## [依頼内容 1]
エントリーのうち、「Can you locate the person」を含む行から始めて最後のエントリーの行で終わるまでを、一字一句変えずに返してください。両端の行も含めます。

## [ページ]
■ ■ ■ ■

INTERVIEW

2004年夏

イギリスで学ぶ

二人の女性に

インタヴューしました

海外で働きたいと思っている方

海外で勉強したいと思っている方

福岡女子大学の卒業生の様子を知りたい方

是非お読みください。

 

研究室紹介

(Office)

教育活動

(Education)

 

研究活動

(Research)

英国研修

 

教員一覧へ戻る

 

 

 

ケース1:海外で働く先輩

ロンドンの日系不動産に勤務する島弘子さんにインタヴュー

ストラットフォード・アポン・エイボンにて 右が彼女)                

  

島 弘子さん

プロフィール:

1998 年英文学科卒業。 ( 福岡県立 明善高校出身)

大学時代は硬式テニス部に所属、日夜テニスの練習に明け暮れる。(卒論担当の吉田先生ほか山中先生、杉山先生や大学職員の方々と放課後や土曜・日曜も練習)図書館にいるよりも、テニスコートに居る時間が長かった。

卒業後(株)ヤナセ福岡に 3 年半勤務。社内で PC のノウハウを社員へ教えた経験と英語への思いがその後の「英国留学」実現への原動力となる。

NY 同時多発テロ発生後の不安な情勢の中、 2001 年 10 月より、英国「 UIC 英語学校」に語学留学。この時期はカフェでアルバイトをしながら、得意の接客術にも磨きをかける。その後 Hammersmith & West London College Cambridge Examinations in English for Language Teachers (CEELT) の Certificate を取得。現在は、日系の不動産会社に勤務。

■ ■ ■ ■

## [依頼内容 2]
ページによると、島弘子さんは大学卒業後、どの会社に何年勤務しましたか。

## [提供情報]

■ ■ ■ ■

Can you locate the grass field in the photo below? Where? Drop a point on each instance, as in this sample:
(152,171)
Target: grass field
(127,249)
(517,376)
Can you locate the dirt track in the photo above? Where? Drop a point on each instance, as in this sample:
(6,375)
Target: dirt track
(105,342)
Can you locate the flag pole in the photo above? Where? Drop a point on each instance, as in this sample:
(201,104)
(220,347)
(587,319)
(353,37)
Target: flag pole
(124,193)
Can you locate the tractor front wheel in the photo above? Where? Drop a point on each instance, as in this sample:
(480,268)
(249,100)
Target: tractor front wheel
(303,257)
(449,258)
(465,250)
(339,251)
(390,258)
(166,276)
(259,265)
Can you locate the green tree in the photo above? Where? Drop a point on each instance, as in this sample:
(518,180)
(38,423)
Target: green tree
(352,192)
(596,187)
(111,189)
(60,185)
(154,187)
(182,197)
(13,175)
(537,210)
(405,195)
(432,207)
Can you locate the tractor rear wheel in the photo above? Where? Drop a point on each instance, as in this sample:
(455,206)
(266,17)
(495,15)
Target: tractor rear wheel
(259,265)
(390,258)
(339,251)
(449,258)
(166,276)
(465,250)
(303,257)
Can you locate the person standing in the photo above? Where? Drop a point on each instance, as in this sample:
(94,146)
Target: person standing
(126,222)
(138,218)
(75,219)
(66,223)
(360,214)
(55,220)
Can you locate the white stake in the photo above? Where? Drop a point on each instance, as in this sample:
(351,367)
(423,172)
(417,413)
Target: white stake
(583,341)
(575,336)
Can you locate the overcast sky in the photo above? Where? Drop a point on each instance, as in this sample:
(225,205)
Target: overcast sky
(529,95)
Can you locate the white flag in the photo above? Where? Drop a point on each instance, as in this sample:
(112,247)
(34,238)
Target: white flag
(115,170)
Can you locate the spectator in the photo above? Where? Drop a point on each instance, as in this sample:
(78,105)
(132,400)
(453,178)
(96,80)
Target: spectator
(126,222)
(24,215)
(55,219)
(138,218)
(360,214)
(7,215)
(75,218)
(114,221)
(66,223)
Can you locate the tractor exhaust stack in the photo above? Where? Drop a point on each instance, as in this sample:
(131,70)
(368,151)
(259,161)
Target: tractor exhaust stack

■ ■ ■ ■

## [回答全文 1]
Can you locate the person standing in the photo above? Where? Drop a point on each instance, as in this sample:
(94,146)
Target: person standing
(126,222)
(138,218)
(75,219)
(66,223)
(360,214)
(55,220)
Can you locate the white stake in the photo above? Where? Drop a point on each instance, as in this sample:
(351,367)
(423,172)
(417,413)
Target: white stake
(583,341)
(575,336)
Can you locate the overcast sky in the photo above? Where? Drop a point on each instance, as in this sample:
(225,205)
Target: overcast sky
(529,95)
Can you locate the white flag in the photo above? Where? Drop a point on each instance, as in this sample:
(112,247)
(34,238)
Target: white flag
(115,170)
Can you locate the spectator in the photo above? Where? Drop a point on each instance, as in this sample:
(78,105)
(132,400)
(453,178)
(96,80)
Target: spectator
(126,222)
(24,215)
(55,219)
(138,218)
(360,214)
(7,215)
(75,218)
(114,221)
(66,223)
Can you locate the tractor exhaust stack in the photo above? Where? Drop a point on each instance, as in this sample:
(131,70)
(368,151)
(259,161)
Target: tractor exhaust stack

## [回答全文 2]
(株)ヤナセ福岡に3年半勤務しました。